### Goal 1
In the text on gas prices and Krugman's spending argument, Krugman says who he means by "we." List the groups he names.
### Goal 2
Extend the text on gas prices and Krugman's spending argument, starting after its final sentence.

### Source document
******************************

That's a political, not an economic stand.

Targeting groups produces antipathy and division.

Economics, like Justice should wear a blindfold. The only ignorance is this.
 
Falling gas prices would have spurred sales in a healthy economy.

This is an example of liberal writers trying to put a good face on their chosen economic polity.

If you have more money because less of it goes in the tank, then by all standard, confidence should go up and when confidence goes up, then spending goes up. Perhaps its the drop in gas prices that is the insignificant element in our current calculus...


They surely did spur sales but apparently not enough. The drop in gas spending was $1 billion dollars.

Also, lower spending on gas doesn't translate directly into more spending. The savings are also used on savings, debt repayment, etc.
 
Still, the point remains that the economy is going in the wrong direction and gas prices are but one signal of this as are declining sales.



A tax hike on anyone is not going to change this unhappy fact.
 
Why does Krugman favor increased government spending? After the collapse of the housing market and the bank and investment house failures that accompanied this collapse, consumers' spending fell. Faced with the prospect of diminished spending by consumers, investors were reluctant to invest. Unless the government acted, the economy threatened to spiral downward. Government aid programs and actions by the Fed prevented total collapse, but spending has not been sufficient. The government needs to do more. "Why is unemployment so high, and economic output so low? Because we — where by 'we' I mean consumers, businesses, and governments combined — aren't spending enough" (p. 24).

One might at first object to Krugman's argument in this way. If the government spends more but does not increase the supply of money, must it not be the case that someone else has spent less money? In this view, there cannot be an overall failure of demand. More of particular goods can be produced than people want at the price they are offered for sale, but there cannot be general overproduction.

Krugman rejects this counterposition. "This is the fallacy Keynes called 'Say's Law'" (p. 25).

******************************

### Provided records
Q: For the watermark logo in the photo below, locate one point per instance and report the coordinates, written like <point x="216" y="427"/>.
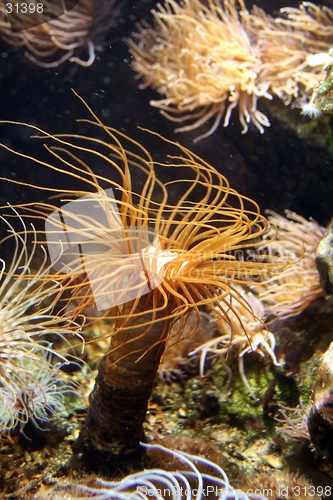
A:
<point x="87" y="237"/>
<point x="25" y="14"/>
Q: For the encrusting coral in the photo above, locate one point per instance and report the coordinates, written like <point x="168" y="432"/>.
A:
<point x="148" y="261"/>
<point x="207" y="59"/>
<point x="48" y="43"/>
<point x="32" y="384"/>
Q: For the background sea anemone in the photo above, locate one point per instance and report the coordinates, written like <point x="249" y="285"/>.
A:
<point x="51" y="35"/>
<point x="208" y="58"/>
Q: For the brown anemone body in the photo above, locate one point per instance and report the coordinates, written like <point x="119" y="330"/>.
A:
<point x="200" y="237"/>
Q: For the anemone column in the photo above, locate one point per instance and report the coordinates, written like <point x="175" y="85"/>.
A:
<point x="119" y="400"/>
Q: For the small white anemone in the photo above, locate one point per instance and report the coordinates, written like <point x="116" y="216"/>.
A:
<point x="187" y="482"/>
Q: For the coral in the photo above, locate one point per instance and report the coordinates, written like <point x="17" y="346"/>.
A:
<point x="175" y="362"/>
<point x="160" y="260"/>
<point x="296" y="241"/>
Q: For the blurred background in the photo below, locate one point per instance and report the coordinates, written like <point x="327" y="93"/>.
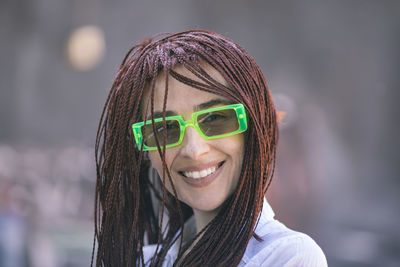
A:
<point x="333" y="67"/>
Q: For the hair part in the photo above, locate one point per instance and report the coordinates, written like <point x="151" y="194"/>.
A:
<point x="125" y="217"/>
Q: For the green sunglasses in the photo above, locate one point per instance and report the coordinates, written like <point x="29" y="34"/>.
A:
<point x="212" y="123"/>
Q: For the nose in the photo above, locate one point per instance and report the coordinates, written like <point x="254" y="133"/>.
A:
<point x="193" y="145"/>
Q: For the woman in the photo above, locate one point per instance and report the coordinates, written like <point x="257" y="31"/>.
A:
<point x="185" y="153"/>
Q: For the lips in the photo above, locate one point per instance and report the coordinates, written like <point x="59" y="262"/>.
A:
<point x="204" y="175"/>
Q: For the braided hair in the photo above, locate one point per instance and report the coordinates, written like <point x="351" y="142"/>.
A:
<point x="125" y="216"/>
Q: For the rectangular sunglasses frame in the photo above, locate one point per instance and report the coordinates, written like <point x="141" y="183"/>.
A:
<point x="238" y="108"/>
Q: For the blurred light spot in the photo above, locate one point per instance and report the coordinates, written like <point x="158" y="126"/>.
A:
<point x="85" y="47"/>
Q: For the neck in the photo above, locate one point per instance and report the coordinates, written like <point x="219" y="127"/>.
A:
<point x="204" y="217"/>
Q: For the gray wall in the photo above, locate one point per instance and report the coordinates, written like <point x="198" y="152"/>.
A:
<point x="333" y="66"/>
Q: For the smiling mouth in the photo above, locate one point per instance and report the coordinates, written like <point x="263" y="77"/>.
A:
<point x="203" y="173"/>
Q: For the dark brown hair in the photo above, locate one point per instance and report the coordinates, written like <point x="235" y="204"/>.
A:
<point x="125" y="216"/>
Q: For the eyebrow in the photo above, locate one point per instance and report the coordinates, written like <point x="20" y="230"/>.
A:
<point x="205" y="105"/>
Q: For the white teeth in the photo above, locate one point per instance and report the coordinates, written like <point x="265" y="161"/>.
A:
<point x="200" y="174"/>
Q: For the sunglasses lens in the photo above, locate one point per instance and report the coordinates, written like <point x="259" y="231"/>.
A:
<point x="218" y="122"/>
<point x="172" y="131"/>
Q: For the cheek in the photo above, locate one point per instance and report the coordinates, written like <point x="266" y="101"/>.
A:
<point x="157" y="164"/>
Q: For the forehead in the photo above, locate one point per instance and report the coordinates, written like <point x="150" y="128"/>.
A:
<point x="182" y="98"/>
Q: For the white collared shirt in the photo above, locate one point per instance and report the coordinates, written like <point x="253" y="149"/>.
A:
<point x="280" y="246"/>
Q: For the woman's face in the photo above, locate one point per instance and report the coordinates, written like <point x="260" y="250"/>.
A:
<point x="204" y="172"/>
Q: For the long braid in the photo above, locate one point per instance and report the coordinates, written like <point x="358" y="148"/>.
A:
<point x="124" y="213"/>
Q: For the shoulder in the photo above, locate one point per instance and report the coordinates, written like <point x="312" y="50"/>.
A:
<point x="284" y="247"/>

******************************

### Response 1
consumers, businesses, governments

### Response 2
What is wrong with Say's law, in brief, is that money need not be either spent or invested. People can hoard money; and, if they do so, a failure in total demand can indeed result. Surprisingly, he does not offer a detailed account of how hoarding produces this failure in total demand. "You can write down a little mathematical model to illustrate the issues, but this works only with economists, not with normal human beings (and it doesn't even work with some economists)" (p. 26). Instead, he supports his criticism of Say's law with a story that he has already used in his The Return of Depression Economics. The story is about a babysitting cooperative, the members of which find themselves at cross-purposes.

I do not propose to rehearse here the details of Krugman's babysitting example and its relevance to the case of economic depression.[1] Let us instead look at the Keynesian analysis directly. Does it rest on plausible assumptions? What evidence supports it?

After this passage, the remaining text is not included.